Extraia do texto sobre a poesia de Ronaldo Costa Fernandes o trecho que começa em "O amor perfeito não" e segue até "desarmoniosa e triste.", copiando-o sem nenhuma alteração.

━━━━━ TEXTO CITADO

Poeta de vastas possibilidades, Ronaldo Costa Fernandes é do tipo de escritor que joga nas onze, e com igual desenvoltura. Poeta e prosador, sua poesia está fortemente embebida na prosa de O Morto Solidário, traduzido e publicado em Havana, vencedor do Prêmio Casas de las Américas. Igualmente ganhou os prêmios Guimarães Rosa e de Revelação de Autor da APCA. Na área do ensaio, publicou em 1996 O Narrador do romance, prêmio Austreségilo de Athayde da UBE-RJ. No final de 97 publicou o romance Concerto para flauta e martelo, finalista do prêmio Jabuti-98. E a partir daí, atirou-se à poesia, território onde pode se dar ao luxo de investigar as possibilidades mais remotas de uma expressão como a que identifica uma flor chamada Amor Perfeito, para converte-la em poema de delicadas sutilezas, para ser lido e ouvido pensando simultaneamente no amor e na flor. O poema Amor Perfeito faz parte de Terratreme, única obra poética temática, totalmente dedicada às coisas da flora, da fauna, da pecuária e dos hortifrutigranjeiros:

Aspiro o amor perfeito
ou aspiro ao amor perfeito?
A gramática das flores
exala anacolutos.
O amor perfeito é uma cabala.
Todas as pétalas do idealismo.
Círculo inexato,
triângulo profundo,
número místico
– flor de misterioso aroma,
de forma labiríntica,
que brota em cada pensamento.

A que ramo pertence o amor perfeito?
Às obsessões que são tubérculos?
À submissão que são plantas aéreas?
Ao desejo que é flor que se abre ao toque?
o ramo dos exuberantes como os girassóis?

O amor perfeito é planta de laboratório,
rato vegetal,
cobaia pouco humana,
experiência empírica dos sentidos
ou especulação científica das frustrações?

O amor perfeito não existe em flora alguma.
Viceja apenas na botânica humana,
no húmus das delicadezas da alma,
na suprema aspiração das raízes do ser
que brota a flor mais díspare, metafísica,
desarmoniosa e triste.

O amor perfeito é uma abstração
no jardim secreto dos homens crédulos
na serenidade e no círculo da vida.

Dizem que Ronaldo Costa Fernandes renega seu primeiro livro de poemas, quase um folheto, Urbe, onde Antonio Carlos Secchin já identifica uma “tensa e hostil relação do poeta com o espaço-metrópole”. Não tive acesso a essa preciosidade. Mas essa tensão com o espaço-metrópole se manifesta em vários momentos da poesia reunida nas obras seguintes, como este O Túnel, recheado dos medos e das perplexidades da vida nas cidades, tudo convertido numa enorme metáfora:

O pão nosso de cada dia:
a fôrma dos pânicos,
o forno das inquietudes.

━━━━━━━━━━
━━━━━ REGISTROS FORNECIDOS

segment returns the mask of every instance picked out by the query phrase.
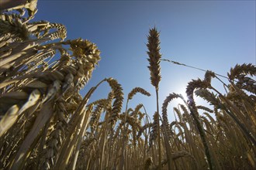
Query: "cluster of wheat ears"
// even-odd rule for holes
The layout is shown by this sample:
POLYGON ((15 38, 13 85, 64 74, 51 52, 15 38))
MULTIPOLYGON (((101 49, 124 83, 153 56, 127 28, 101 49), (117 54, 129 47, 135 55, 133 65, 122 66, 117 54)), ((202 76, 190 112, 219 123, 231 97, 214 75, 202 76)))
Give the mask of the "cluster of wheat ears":
POLYGON ((211 85, 218 76, 206 71, 188 83, 188 100, 170 94, 160 108, 159 32, 150 29, 157 106, 150 121, 142 104, 128 107, 138 93, 150 96, 143 88, 133 89, 126 104, 112 78, 79 94, 100 51, 88 40, 64 41, 61 24, 31 22, 33 2, 0 15, 1 169, 255 169, 255 66, 231 69, 225 94, 211 85), (111 87, 108 97, 88 103, 103 83, 111 87), (196 105, 195 94, 213 107, 196 105), (184 102, 168 110, 176 98, 184 102), (169 122, 171 114, 176 119, 169 122))

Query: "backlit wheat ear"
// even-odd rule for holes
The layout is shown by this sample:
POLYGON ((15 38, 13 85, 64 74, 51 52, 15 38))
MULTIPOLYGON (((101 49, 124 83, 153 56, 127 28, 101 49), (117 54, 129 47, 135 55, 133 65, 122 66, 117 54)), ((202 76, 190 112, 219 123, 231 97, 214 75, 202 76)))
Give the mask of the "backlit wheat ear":
POLYGON ((228 73, 228 77, 234 80, 237 78, 240 74, 249 74, 251 76, 256 74, 256 67, 254 65, 250 64, 237 64, 234 68, 230 69, 230 73, 228 73))
POLYGON ((147 67, 150 72, 151 84, 158 89, 158 84, 161 79, 160 67, 161 54, 160 53, 159 32, 156 28, 150 29, 147 41, 147 55, 149 56, 147 60, 150 63, 150 66, 147 67))
POLYGON ((133 97, 133 96, 137 94, 137 93, 140 93, 145 96, 150 96, 150 94, 148 93, 147 91, 146 91, 145 90, 144 90, 141 87, 135 87, 134 89, 133 89, 128 94, 128 99, 129 100, 132 100, 132 98, 133 97))

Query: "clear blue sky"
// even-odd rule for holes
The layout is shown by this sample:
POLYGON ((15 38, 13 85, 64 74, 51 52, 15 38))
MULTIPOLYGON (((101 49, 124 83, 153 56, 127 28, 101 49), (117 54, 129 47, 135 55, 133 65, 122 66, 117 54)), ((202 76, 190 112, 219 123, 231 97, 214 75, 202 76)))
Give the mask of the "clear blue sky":
MULTIPOLYGON (((62 23, 67 29, 67 39, 87 39, 102 51, 99 66, 83 95, 111 76, 122 85, 125 100, 136 87, 149 91, 152 97, 137 95, 130 106, 142 103, 150 114, 156 110, 147 67, 150 28, 161 32, 163 58, 224 76, 237 63, 256 63, 255 1, 39 0, 37 7, 36 20, 62 23)), ((191 68, 166 62, 161 66, 161 104, 170 93, 184 94, 192 79, 203 78, 203 72, 191 68)), ((108 86, 100 87, 90 101, 106 97, 109 90, 108 86)), ((169 116, 173 121, 172 110, 169 116)))

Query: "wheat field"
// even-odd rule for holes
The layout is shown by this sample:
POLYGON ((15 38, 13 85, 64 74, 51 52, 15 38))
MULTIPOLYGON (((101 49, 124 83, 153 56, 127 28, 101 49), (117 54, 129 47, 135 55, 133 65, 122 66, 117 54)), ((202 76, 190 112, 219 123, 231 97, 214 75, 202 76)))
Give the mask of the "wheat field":
POLYGON ((128 107, 134 95, 150 97, 144 88, 125 97, 116 80, 106 78, 82 97, 99 49, 86 39, 66 40, 62 24, 31 22, 36 10, 36 1, 27 1, 0 14, 1 169, 256 168, 254 65, 234 66, 228 84, 206 71, 188 82, 187 100, 172 93, 160 104, 161 62, 171 61, 161 59, 159 32, 150 29, 151 121, 143 104, 128 107), (111 87, 109 95, 89 103, 102 83, 111 87), (195 95, 212 107, 197 105, 195 95), (178 98, 183 102, 169 108, 178 98))

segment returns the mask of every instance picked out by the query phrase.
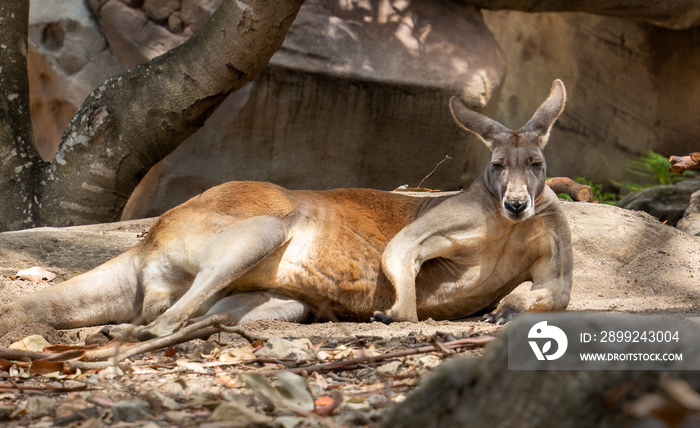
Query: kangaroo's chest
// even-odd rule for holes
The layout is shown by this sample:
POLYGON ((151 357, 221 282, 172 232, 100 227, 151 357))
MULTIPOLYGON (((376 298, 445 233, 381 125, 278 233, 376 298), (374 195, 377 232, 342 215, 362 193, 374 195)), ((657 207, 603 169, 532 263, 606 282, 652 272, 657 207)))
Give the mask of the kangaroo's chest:
POLYGON ((416 278, 419 316, 454 319, 493 306, 530 279, 530 266, 549 245, 537 221, 472 233, 452 254, 421 267, 416 278))

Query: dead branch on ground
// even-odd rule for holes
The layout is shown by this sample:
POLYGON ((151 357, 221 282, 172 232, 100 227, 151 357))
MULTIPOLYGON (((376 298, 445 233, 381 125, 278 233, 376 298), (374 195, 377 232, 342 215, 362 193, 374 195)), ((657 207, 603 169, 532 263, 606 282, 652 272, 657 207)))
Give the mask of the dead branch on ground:
POLYGON ((683 174, 689 169, 700 169, 700 152, 688 156, 671 156, 668 160, 671 162, 671 168, 668 170, 677 174, 683 174))
MULTIPOLYGON (((442 343, 442 347, 444 349, 457 349, 457 348, 464 348, 468 346, 482 346, 485 345, 495 338, 493 336, 481 336, 481 337, 470 337, 466 339, 458 339, 454 340, 452 342, 445 342, 442 343)), ((394 351, 394 352, 387 352, 382 355, 376 355, 372 357, 360 357, 360 358, 351 358, 348 360, 344 361, 333 361, 330 363, 321 363, 321 364, 315 364, 311 366, 302 366, 302 367, 295 367, 295 368, 286 368, 283 370, 267 370, 267 371, 262 371, 259 372, 263 376, 274 376, 275 374, 281 372, 281 371, 289 371, 295 374, 300 374, 303 372, 307 373, 312 373, 312 372, 328 372, 328 371, 335 371, 335 370, 354 370, 358 368, 360 364, 367 365, 367 364, 373 364, 373 363, 379 363, 381 361, 385 360, 390 360, 393 358, 401 358, 401 357, 407 357, 409 355, 416 355, 416 354, 426 354, 428 352, 440 352, 438 348, 435 346, 423 346, 420 348, 413 348, 413 349, 406 349, 403 351, 394 351)))

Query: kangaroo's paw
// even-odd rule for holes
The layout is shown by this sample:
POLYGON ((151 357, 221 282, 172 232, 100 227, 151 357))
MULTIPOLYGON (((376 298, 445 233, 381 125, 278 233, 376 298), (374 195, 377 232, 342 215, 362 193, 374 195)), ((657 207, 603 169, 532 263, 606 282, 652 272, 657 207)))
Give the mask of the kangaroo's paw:
POLYGON ((520 314, 520 311, 508 310, 507 308, 504 308, 504 309, 499 308, 493 312, 490 312, 488 314, 484 314, 484 316, 481 317, 481 322, 503 325, 503 324, 507 323, 508 321, 511 321, 518 314, 520 314))
POLYGON ((384 324, 386 324, 386 325, 389 325, 389 324, 391 324, 391 322, 392 322, 393 320, 392 320, 391 318, 389 318, 389 316, 388 316, 386 313, 381 312, 381 311, 376 311, 376 312, 372 315, 372 318, 370 319, 370 321, 379 321, 379 322, 381 322, 381 323, 384 323, 384 324))
POLYGON ((389 324, 392 322, 418 322, 418 314, 415 311, 396 311, 394 309, 389 309, 388 311, 376 311, 372 315, 374 321, 383 322, 384 324, 389 324))

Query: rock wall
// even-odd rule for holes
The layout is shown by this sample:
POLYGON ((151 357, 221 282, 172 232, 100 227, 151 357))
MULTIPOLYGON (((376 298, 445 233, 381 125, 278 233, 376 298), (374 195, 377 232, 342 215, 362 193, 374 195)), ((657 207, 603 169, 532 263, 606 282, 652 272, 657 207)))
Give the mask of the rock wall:
MULTIPOLYGON (((89 37, 109 47, 106 78, 182 43, 219 1, 95 1, 90 12, 78 13, 99 17, 83 27, 104 34, 89 37)), ((45 3, 51 2, 33 0, 33 10, 45 3)), ((76 1, 65 8, 81 6, 76 1)), ((445 155, 453 161, 429 186, 455 189, 478 176, 487 151, 453 124, 447 103, 456 94, 473 108, 487 106, 505 71, 500 47, 472 6, 428 0, 386 6, 307 1, 263 75, 230 96, 200 132, 151 171, 124 218, 159 214, 229 180, 393 189, 417 185, 445 155)), ((42 34, 51 28, 67 33, 72 25, 31 19, 37 50, 46 45, 42 34)), ((80 49, 79 42, 71 46, 80 49)), ((42 48, 44 62, 30 72, 72 62, 68 49, 42 48)), ((65 73, 55 74, 43 86, 50 89, 44 98, 59 97, 54 88, 65 86, 65 73)), ((84 98, 95 80, 84 81, 73 97, 84 98)), ((45 158, 52 157, 59 125, 77 106, 54 112, 62 122, 42 137, 48 141, 45 158)))
MULTIPOLYGON (((182 43, 219 2, 32 0, 29 71, 42 156, 53 157, 92 88, 182 43)), ((228 180, 415 185, 445 155, 454 159, 427 186, 456 189, 481 173, 488 152, 454 126, 449 97, 518 128, 555 78, 569 102, 546 149, 548 174, 637 180, 625 162, 642 151, 697 149, 700 32, 692 25, 700 15, 687 1, 651 9, 635 1, 626 11, 618 3, 308 0, 263 75, 152 169, 124 218, 159 214, 228 180), (475 6, 632 19, 491 10, 482 18, 475 6)))
POLYGON ((540 102, 539 88, 554 78, 567 86, 568 105, 545 152, 549 175, 639 181, 625 162, 641 152, 697 148, 697 27, 585 13, 484 11, 484 18, 508 59, 499 120, 520 126, 540 102))

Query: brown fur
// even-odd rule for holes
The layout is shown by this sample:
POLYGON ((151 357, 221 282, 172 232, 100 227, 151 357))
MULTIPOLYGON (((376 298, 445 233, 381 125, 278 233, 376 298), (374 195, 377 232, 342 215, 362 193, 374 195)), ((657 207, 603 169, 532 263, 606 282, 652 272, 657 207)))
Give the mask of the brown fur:
POLYGON ((541 148, 563 109, 561 82, 511 131, 458 100, 458 123, 492 149, 484 176, 452 196, 368 189, 292 191, 233 182, 163 214, 114 260, 0 308, 0 334, 129 323, 124 337, 163 336, 192 317, 486 321, 563 310, 572 274, 569 226, 544 186, 541 148), (510 292, 532 280, 524 295, 510 292), (500 302, 500 304, 499 304, 500 302), (496 307, 497 306, 497 307, 496 307))

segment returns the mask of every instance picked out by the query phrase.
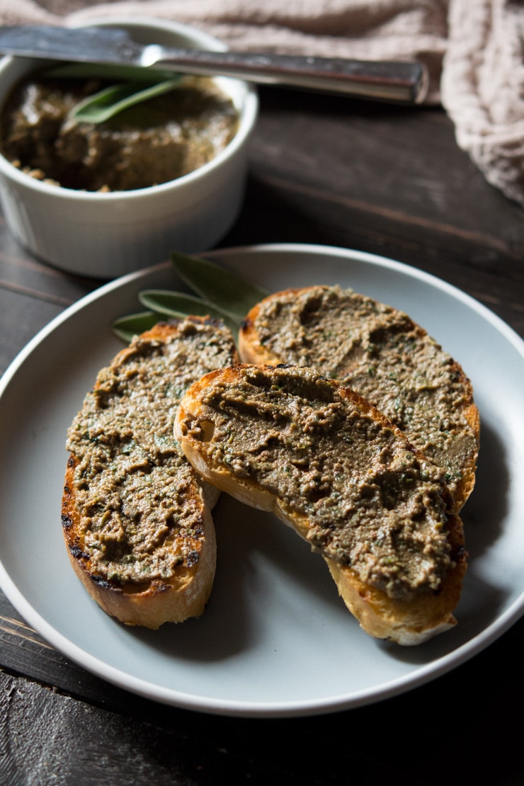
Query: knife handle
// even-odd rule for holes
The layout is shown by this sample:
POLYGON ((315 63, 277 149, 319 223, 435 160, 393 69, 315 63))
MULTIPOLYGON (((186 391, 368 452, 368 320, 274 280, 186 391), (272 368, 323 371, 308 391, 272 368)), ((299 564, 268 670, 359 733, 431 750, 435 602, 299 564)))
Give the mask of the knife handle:
POLYGON ((420 104, 428 76, 420 62, 345 60, 273 53, 170 50, 150 45, 143 65, 186 73, 235 76, 258 84, 277 84, 343 93, 376 101, 420 104))

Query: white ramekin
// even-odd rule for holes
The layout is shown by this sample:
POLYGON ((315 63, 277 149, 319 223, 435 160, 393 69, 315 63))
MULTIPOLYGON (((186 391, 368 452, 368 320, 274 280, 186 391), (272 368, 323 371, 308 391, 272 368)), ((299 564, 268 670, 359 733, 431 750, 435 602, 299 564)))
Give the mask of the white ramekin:
MULTIPOLYGON (((207 50, 225 47, 186 25, 144 17, 90 20, 132 31, 143 42, 207 50)), ((0 105, 13 86, 42 63, 5 57, 0 63, 0 105)), ((212 248, 240 211, 247 144, 256 122, 256 90, 239 79, 219 78, 240 114, 228 146, 189 174, 151 188, 96 193, 35 180, 0 155, 0 204, 19 243, 40 259, 68 272, 109 279, 169 258, 172 251, 212 248)))

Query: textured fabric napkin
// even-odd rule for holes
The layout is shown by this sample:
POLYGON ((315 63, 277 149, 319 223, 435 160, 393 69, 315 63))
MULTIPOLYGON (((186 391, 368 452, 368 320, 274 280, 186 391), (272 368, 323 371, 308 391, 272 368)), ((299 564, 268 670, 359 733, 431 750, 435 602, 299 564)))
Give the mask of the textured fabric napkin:
POLYGON ((130 14, 193 24, 231 48, 365 60, 416 58, 427 103, 458 145, 524 207, 524 0, 0 0, 0 24, 130 14))

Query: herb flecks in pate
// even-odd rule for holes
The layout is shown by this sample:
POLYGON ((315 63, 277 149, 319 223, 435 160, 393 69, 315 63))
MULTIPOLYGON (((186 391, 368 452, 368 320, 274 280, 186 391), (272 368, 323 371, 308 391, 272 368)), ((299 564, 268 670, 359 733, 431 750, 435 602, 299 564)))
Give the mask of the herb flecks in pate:
POLYGON ((186 388, 231 362, 233 342, 224 336, 187 320, 172 340, 135 339, 99 373, 69 428, 82 548, 98 577, 166 580, 198 560, 199 482, 173 421, 186 388))
POLYGON ((274 494, 315 550, 390 597, 438 591, 452 564, 443 471, 311 369, 238 369, 210 378, 184 424, 210 465, 274 494))
POLYGON ((464 411, 469 380, 407 314, 350 289, 313 287, 262 301, 261 344, 285 363, 306 365, 375 405, 428 458, 452 493, 475 465, 475 428, 464 411))
POLYGON ((2 152, 38 180, 86 191, 128 191, 174 180, 207 163, 233 139, 238 112, 210 79, 124 109, 104 123, 77 123, 71 110, 105 86, 97 79, 35 76, 2 115, 2 152))

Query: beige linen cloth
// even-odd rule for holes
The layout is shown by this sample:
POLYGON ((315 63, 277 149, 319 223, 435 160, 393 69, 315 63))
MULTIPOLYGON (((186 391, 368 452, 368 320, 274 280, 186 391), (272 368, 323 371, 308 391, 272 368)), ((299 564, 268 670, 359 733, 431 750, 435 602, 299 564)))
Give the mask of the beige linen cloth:
POLYGON ((130 14, 193 24, 231 48, 427 65, 458 145, 524 207, 524 0, 0 0, 0 24, 130 14))

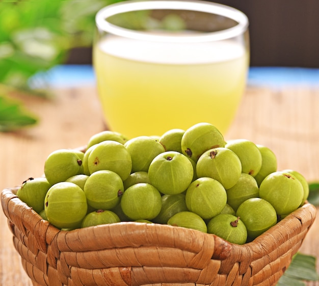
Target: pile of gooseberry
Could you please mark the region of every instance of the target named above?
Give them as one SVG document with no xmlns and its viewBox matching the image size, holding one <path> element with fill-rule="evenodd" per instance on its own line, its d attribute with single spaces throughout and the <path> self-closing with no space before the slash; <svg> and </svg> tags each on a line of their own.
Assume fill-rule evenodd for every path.
<svg viewBox="0 0 319 286">
<path fill-rule="evenodd" d="M 51 152 L 44 176 L 29 178 L 17 193 L 64 230 L 135 221 L 193 228 L 237 244 L 302 205 L 308 194 L 300 173 L 277 170 L 269 148 L 225 142 L 205 122 L 159 137 L 101 132 L 85 150 Z"/>
</svg>

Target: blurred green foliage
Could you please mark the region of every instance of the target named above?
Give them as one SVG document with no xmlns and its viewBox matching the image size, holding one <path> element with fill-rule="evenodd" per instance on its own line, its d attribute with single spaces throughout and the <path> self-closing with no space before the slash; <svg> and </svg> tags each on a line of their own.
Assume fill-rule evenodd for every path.
<svg viewBox="0 0 319 286">
<path fill-rule="evenodd" d="M 30 90 L 28 80 L 65 62 L 72 48 L 91 46 L 95 14 L 102 7 L 121 1 L 0 2 L 0 97 L 6 93 L 8 86 L 37 93 Z M 45 93 L 38 94 L 45 95 Z M 0 117 L 3 118 L 3 111 L 10 103 L 4 99 L 0 105 Z M 12 118 L 23 118 L 21 109 L 10 110 Z M 36 121 L 18 122 L 22 126 Z M 10 130 L 10 122 L 0 120 L 0 130 Z"/>
</svg>

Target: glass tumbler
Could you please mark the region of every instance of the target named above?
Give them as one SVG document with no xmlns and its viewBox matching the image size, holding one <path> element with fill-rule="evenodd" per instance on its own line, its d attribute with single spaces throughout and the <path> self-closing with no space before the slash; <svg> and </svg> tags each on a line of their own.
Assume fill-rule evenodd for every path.
<svg viewBox="0 0 319 286">
<path fill-rule="evenodd" d="M 249 22 L 201 1 L 127 1 L 96 15 L 93 65 L 110 130 L 161 136 L 200 122 L 223 134 L 249 65 Z"/>
</svg>

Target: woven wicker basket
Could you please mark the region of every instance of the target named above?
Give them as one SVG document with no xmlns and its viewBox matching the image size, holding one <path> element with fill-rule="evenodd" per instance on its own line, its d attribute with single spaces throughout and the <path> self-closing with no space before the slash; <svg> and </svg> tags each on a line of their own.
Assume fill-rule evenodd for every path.
<svg viewBox="0 0 319 286">
<path fill-rule="evenodd" d="M 6 189 L 2 207 L 34 286 L 275 285 L 313 222 L 306 203 L 252 242 L 150 223 L 70 231 L 41 219 Z"/>
</svg>

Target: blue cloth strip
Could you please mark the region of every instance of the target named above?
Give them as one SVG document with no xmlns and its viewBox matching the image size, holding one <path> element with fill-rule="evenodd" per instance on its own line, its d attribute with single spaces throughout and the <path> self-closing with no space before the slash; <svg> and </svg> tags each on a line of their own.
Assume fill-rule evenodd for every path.
<svg viewBox="0 0 319 286">
<path fill-rule="evenodd" d="M 94 69 L 90 65 L 61 65 L 30 79 L 30 85 L 39 87 L 45 82 L 51 86 L 95 85 Z M 270 87 L 305 84 L 319 86 L 319 69 L 284 67 L 251 67 L 248 84 Z"/>
</svg>

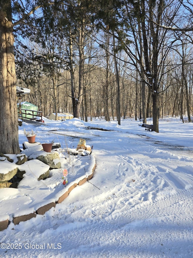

━━━━━━━━━━

# RESPOSTA ESPERADA
O amor perfeito não existe em flora alguma.
Viceja apenas na botânica humana,
no húmus das delicadezas da alma,
na suprema aspiração das raízes do ser
que brota a flor mais díspare, metafísica,
desarmoniosa e triste.